Start of Exercise data

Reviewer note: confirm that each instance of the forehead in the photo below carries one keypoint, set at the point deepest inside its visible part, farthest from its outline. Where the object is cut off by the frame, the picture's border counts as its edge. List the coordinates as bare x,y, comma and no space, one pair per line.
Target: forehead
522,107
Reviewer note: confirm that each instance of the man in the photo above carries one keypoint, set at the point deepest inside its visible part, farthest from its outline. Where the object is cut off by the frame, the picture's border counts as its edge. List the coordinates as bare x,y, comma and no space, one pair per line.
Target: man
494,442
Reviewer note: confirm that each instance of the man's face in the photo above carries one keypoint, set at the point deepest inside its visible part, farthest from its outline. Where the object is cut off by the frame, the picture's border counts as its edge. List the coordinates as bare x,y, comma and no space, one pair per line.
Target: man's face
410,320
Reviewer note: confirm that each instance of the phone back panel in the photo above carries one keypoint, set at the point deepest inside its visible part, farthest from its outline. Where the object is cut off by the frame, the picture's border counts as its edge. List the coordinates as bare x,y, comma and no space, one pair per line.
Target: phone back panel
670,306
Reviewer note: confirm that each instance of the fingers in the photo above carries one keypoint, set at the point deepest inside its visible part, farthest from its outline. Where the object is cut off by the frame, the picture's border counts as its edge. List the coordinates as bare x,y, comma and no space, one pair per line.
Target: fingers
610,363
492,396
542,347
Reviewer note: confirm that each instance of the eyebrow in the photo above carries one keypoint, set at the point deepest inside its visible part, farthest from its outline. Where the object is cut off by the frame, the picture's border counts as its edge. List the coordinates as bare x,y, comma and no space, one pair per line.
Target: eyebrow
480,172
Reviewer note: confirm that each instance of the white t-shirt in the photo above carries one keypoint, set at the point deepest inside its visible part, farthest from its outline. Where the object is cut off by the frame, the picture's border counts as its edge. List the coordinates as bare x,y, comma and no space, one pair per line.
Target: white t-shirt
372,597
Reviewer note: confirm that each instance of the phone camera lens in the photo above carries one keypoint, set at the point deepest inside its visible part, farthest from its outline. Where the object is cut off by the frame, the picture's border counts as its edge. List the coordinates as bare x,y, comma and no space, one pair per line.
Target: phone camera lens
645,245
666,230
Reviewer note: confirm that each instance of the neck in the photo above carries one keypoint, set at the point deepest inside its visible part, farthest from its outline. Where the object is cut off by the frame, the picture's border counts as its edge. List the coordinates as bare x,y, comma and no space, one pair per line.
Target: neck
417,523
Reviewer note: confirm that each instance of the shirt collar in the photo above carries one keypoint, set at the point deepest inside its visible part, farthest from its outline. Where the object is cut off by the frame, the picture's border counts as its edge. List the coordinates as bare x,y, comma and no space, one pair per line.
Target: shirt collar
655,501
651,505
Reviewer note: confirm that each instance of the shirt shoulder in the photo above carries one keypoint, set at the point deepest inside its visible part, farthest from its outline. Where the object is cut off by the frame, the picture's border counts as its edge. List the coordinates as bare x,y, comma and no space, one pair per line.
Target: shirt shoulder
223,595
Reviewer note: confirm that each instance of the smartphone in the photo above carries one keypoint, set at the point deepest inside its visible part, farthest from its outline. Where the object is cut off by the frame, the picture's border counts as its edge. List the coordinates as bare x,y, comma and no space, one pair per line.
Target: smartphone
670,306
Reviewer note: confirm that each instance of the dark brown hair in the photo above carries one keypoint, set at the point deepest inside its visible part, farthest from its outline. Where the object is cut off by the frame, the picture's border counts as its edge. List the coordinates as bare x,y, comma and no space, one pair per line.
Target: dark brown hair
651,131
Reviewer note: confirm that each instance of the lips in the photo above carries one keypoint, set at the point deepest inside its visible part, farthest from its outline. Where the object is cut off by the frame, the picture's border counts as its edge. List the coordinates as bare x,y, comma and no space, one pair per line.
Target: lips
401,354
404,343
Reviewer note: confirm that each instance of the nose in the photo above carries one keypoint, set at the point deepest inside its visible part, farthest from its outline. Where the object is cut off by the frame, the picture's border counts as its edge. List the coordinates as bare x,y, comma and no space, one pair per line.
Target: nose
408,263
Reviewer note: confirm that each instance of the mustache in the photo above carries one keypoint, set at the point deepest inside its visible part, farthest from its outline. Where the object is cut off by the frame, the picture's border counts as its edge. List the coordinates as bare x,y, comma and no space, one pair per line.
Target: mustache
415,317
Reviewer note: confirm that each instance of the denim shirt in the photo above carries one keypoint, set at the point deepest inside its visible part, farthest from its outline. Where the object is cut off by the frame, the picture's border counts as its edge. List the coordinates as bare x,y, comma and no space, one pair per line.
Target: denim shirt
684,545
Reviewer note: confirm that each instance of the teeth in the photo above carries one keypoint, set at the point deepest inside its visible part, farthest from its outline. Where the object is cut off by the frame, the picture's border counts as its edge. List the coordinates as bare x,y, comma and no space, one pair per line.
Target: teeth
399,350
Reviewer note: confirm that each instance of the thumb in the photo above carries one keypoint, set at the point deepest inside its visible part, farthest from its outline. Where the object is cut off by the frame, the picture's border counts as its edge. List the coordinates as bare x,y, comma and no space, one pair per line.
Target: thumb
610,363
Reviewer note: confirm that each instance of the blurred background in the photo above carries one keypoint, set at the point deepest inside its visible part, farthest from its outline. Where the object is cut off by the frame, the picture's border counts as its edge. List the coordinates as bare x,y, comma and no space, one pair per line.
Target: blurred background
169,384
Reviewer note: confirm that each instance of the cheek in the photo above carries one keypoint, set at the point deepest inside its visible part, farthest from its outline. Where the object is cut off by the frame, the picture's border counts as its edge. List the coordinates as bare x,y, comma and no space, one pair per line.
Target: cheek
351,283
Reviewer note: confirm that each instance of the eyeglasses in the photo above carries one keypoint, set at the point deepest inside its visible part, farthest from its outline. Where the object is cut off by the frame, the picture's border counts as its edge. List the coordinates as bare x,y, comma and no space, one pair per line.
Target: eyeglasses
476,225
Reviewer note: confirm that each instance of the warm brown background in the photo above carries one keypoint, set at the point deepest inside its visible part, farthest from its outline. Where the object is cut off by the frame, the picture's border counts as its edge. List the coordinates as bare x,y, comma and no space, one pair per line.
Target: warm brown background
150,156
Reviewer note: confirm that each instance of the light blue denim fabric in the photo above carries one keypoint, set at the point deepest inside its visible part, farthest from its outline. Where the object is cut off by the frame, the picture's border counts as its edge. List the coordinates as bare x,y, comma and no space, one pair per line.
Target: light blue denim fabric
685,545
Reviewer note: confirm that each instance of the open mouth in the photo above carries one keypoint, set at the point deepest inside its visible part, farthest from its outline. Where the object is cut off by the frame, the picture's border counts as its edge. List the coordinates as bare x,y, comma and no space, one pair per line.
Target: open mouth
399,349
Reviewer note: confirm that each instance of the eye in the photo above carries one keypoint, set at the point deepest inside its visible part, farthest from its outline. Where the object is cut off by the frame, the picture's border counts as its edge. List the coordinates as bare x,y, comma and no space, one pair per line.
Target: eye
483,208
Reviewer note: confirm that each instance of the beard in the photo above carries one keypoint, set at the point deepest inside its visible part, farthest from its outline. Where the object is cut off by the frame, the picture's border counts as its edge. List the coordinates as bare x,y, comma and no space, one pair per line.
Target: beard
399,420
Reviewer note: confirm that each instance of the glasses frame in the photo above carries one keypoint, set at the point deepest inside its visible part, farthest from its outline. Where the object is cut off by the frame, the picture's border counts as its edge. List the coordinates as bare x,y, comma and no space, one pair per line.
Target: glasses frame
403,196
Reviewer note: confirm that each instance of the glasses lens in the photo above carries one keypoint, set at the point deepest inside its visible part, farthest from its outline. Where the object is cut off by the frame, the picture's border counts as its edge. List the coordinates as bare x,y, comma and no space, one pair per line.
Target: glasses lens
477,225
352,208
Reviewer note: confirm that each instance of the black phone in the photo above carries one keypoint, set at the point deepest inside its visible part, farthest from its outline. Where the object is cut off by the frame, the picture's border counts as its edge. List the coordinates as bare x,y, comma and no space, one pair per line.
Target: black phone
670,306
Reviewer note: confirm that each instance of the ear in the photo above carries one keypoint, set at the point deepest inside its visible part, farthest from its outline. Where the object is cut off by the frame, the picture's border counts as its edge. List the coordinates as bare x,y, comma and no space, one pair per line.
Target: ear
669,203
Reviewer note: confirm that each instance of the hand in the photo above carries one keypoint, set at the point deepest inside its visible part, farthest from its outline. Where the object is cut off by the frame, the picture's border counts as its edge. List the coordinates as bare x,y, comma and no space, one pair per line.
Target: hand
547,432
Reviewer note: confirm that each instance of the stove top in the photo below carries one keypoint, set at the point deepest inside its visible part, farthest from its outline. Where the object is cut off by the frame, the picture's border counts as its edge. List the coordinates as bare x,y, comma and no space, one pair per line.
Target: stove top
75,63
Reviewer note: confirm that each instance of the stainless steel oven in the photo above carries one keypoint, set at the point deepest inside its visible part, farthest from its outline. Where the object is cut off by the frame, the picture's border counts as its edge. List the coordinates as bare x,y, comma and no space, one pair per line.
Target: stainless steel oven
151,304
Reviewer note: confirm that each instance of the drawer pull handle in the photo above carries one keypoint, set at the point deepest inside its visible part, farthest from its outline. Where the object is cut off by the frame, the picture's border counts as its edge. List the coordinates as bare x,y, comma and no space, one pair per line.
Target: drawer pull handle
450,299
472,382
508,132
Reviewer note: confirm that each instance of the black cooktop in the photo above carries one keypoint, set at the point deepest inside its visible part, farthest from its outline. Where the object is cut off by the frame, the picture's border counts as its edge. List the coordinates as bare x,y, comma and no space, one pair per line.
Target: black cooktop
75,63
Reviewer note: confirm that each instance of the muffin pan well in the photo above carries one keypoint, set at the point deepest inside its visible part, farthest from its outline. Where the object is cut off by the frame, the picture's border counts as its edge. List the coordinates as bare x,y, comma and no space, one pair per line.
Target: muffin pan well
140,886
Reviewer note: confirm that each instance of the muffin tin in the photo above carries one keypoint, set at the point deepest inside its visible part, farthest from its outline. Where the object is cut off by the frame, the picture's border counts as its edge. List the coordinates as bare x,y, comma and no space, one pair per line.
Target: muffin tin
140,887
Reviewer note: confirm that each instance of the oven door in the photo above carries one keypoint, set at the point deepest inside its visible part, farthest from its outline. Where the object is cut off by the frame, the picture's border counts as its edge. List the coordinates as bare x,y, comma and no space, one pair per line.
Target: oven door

End of Exercise data

- What is expected -
Select and copy each line from the data that includes the word "below".

- Answer for the task -
Reviewer note: confirm that each instance of the forehead in the photo below carries one keypoint, set at the point deepest inside its visible part, farthest from its outline. Where the object is cut off by the frame, the picture's border counts as its edge. List the coordinates as bare x,y, comma and no space, one pair per line.
Reviewer note: confirm that each instance of the stove top in the photo below carries one keypoint, set at the point deepest inside its visible part, farthest from its outline. Where the object is cut off by the frame, the picture's border counts as its edge. List the coordinates as bare x,y, comma and no space, one pair per line.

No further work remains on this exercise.